=== Section Start ===

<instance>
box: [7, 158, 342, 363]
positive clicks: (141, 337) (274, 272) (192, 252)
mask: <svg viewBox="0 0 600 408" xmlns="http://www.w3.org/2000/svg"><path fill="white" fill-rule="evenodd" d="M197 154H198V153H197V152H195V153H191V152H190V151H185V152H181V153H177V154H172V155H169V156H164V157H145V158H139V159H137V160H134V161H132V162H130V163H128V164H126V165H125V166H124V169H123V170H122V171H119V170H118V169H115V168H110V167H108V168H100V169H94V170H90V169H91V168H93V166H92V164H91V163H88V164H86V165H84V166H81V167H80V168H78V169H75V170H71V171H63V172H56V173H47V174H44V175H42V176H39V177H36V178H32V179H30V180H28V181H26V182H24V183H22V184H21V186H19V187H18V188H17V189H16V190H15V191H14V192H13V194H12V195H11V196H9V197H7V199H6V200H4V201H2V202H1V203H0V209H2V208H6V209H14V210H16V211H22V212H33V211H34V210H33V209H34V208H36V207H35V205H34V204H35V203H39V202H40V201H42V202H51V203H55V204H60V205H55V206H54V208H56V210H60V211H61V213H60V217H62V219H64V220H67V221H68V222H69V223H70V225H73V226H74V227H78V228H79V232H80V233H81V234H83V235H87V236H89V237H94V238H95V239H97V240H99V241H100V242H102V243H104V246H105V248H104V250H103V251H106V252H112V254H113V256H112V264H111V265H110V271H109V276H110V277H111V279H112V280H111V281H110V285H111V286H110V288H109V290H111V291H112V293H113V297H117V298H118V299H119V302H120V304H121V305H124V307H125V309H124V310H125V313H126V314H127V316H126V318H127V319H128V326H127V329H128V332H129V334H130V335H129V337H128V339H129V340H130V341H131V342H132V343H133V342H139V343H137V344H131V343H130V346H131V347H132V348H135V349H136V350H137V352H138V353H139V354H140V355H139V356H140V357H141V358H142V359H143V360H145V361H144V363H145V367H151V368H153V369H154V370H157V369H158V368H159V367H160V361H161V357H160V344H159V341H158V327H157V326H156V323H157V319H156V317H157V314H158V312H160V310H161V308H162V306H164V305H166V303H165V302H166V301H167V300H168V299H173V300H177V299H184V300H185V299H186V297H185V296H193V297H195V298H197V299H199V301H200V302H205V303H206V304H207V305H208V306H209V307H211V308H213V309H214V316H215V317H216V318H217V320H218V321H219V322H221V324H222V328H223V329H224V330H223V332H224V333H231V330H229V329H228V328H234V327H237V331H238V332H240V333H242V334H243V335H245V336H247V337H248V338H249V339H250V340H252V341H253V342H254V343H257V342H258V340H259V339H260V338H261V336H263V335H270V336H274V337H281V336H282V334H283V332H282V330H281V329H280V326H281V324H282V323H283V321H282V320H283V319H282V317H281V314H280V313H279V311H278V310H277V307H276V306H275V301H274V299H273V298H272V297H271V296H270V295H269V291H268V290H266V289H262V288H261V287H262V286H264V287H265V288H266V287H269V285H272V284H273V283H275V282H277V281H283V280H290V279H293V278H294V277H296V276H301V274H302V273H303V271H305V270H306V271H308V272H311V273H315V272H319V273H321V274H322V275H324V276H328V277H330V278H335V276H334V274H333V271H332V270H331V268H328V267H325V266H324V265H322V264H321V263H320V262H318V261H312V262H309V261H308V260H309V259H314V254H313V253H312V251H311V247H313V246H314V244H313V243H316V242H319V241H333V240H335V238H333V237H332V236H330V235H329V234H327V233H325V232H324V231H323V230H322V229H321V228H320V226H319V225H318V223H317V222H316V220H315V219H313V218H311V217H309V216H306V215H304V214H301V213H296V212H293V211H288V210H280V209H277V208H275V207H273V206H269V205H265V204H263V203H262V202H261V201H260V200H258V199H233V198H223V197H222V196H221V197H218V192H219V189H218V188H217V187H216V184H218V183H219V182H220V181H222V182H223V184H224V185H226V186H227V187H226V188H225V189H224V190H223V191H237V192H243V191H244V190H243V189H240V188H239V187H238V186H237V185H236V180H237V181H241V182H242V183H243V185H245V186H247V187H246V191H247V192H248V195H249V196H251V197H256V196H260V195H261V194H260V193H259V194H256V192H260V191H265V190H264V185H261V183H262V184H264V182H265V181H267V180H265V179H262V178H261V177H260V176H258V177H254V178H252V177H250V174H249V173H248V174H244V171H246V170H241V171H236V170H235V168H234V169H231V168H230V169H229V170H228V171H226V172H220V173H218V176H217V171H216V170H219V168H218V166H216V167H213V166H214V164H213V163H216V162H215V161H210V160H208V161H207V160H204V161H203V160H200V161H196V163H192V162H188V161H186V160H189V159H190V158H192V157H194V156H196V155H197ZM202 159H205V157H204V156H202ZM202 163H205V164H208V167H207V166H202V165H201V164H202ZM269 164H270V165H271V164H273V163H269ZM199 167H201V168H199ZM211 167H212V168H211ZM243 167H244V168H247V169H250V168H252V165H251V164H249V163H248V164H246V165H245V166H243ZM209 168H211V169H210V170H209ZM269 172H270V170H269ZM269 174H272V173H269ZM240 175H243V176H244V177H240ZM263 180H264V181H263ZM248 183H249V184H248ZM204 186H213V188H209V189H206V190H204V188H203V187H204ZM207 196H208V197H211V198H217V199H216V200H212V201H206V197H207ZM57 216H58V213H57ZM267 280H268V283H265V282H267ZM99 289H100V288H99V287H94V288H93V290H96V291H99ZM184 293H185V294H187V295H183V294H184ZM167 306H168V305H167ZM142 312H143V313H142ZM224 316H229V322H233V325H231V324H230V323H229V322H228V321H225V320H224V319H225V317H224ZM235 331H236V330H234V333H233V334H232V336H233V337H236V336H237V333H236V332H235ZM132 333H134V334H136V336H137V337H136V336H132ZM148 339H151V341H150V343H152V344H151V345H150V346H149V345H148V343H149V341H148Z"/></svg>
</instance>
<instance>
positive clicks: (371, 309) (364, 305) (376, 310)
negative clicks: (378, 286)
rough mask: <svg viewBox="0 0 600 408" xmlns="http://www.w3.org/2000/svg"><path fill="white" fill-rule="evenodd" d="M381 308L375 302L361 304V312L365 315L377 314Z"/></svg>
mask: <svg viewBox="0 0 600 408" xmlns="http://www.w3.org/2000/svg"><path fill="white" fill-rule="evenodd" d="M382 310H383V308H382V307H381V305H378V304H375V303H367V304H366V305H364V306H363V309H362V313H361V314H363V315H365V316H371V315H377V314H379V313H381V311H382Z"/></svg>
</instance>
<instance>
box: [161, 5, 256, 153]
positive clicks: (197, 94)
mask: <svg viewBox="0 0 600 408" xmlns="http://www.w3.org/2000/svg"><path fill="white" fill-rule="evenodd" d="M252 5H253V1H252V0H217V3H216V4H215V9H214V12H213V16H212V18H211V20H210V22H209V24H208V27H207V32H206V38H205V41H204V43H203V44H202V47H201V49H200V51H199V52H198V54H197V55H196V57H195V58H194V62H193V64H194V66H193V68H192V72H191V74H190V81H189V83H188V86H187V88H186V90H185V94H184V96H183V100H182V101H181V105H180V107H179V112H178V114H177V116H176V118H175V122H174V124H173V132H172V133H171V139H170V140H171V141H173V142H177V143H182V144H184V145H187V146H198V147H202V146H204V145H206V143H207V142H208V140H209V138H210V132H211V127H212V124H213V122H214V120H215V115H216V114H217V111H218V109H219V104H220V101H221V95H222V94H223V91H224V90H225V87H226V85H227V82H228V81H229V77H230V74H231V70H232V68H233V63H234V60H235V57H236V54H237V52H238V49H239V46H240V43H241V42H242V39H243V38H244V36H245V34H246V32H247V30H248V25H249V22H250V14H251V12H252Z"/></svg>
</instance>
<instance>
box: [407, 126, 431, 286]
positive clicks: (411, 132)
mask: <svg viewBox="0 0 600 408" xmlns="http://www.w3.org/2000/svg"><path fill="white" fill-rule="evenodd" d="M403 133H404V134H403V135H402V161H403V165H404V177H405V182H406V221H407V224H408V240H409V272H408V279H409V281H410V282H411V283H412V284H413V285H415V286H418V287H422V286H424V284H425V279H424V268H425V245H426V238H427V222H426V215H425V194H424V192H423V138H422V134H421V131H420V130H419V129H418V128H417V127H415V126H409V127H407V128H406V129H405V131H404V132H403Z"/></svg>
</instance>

=== Section End ===

• [Task requirements]
Output the lines above as a numbered list, starting with the first line of the rows and going on through the line with "positive clicks: (141, 337)". Leave out any blank lines.

• [Response for this exercise]
1. <instance>
2. box: [7, 158, 342, 363]
3. positive clicks: (141, 337) (274, 272) (192, 252)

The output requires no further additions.